**Supplied entries**

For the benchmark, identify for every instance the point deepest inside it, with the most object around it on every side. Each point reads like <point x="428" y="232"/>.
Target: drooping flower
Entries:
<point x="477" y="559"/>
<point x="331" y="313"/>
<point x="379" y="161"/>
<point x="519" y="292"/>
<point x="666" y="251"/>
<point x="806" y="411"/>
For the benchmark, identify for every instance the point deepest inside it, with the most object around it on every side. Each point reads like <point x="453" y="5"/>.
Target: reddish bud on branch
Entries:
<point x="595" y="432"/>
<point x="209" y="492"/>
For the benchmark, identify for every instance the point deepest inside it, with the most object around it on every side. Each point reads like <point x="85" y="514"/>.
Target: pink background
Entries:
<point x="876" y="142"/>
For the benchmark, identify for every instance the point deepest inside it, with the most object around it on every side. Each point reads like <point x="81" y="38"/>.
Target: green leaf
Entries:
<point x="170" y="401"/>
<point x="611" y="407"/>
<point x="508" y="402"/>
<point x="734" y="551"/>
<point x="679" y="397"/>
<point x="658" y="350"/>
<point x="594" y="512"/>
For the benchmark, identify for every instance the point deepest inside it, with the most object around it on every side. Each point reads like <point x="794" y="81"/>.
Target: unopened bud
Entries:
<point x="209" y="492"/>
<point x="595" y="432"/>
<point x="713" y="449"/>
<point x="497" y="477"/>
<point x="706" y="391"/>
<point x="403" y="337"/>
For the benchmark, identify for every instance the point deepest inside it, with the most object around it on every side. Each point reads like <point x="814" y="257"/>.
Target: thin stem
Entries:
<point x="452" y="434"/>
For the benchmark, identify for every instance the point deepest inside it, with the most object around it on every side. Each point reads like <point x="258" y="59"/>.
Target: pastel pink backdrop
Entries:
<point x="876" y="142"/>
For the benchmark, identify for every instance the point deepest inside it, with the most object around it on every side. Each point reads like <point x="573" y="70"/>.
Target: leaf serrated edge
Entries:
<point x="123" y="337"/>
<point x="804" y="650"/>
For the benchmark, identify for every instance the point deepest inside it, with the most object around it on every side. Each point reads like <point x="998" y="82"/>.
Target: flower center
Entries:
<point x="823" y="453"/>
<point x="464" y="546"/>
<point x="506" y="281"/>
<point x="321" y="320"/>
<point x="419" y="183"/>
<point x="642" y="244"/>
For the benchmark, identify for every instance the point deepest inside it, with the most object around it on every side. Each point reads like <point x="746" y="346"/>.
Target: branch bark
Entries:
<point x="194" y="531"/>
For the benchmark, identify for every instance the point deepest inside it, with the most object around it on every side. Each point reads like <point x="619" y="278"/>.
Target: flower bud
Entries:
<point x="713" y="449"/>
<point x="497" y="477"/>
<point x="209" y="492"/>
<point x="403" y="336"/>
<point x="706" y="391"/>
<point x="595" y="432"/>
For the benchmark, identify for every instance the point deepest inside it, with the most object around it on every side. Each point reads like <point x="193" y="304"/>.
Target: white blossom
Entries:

**Exercise aim**
All of the data must be returned exactly.

**Written solution**
For the benchmark, identify for every instance the point deepest inside it, with the most object around it on every side. Each point reads like <point x="428" y="232"/>.
Target: drooping flower
Entries:
<point x="477" y="559"/>
<point x="331" y="313"/>
<point x="379" y="161"/>
<point x="519" y="292"/>
<point x="666" y="251"/>
<point x="806" y="411"/>
For the benchmark, identify for every instance the point deepest inside it, with the most object around it on every side. Each point reads like <point x="453" y="5"/>.
Target: reddish bud on branch
Entries:
<point x="595" y="432"/>
<point x="209" y="492"/>
For the benchmark, identify for every instance the point deepest inside it, with the most object around it on every side. Each point reads like <point x="85" y="514"/>.
Target: pink background
Entries:
<point x="876" y="142"/>
For the benchmark, identify for every instance the point deepest inside it, with the most object around it on every side. Each point reads like <point x="81" y="38"/>.
Target: green leaf
Entries:
<point x="170" y="401"/>
<point x="611" y="407"/>
<point x="508" y="402"/>
<point x="734" y="551"/>
<point x="679" y="397"/>
<point x="658" y="350"/>
<point x="594" y="512"/>
For the benchmark, identify for every instance the point deepest inside it, with the most object around it on every side. Each point reads like <point x="794" y="81"/>.
Target: unopened bud
Entries:
<point x="209" y="492"/>
<point x="595" y="432"/>
<point x="713" y="449"/>
<point x="497" y="477"/>
<point x="706" y="391"/>
<point x="403" y="337"/>
For the benchmark, identify for every instance the point deepest inside it, with the most object around it on every side. Each point reads like <point x="814" y="257"/>.
Target: thin stem
Entries:
<point x="452" y="434"/>
For the benchmark, identify for every instance the point deepest inside it, with the most object around it on every side. Each point reads like <point x="258" y="59"/>.
Target: pastel pink backdrop
Entries:
<point x="876" y="142"/>
For the benchmark, identify for every instance the point deepest inside it, with the most object around it on every side. Each point reads like <point x="573" y="70"/>.
Target: leaf serrated edge
Entries:
<point x="123" y="337"/>
<point x="804" y="650"/>
For the benchmark, identify for every instance the point deepest inside it, with the most object around it on every side. Each point reads like <point x="998" y="82"/>.
Target: flower center
Entries:
<point x="823" y="453"/>
<point x="464" y="546"/>
<point x="506" y="281"/>
<point x="321" y="320"/>
<point x="419" y="183"/>
<point x="642" y="244"/>
For the benchmark, identify for every instance the point deepest inside it, with the most object around it on every side. Each point reads like <point x="746" y="346"/>.
Target: branch bark
Entries:
<point x="194" y="531"/>
For the benchmark, identify for every instance the point deepest inside it, with the most object around it on every side. Each point reads like <point x="619" y="278"/>.
Target: flower bud
Entries:
<point x="713" y="449"/>
<point x="497" y="477"/>
<point x="209" y="492"/>
<point x="403" y="336"/>
<point x="706" y="391"/>
<point x="595" y="432"/>
For the benchmark, identify for every instance the point deepest inside it, with the most object around it on every side. Each point reads like <point x="193" y="304"/>.
Target: white blossom
Entries:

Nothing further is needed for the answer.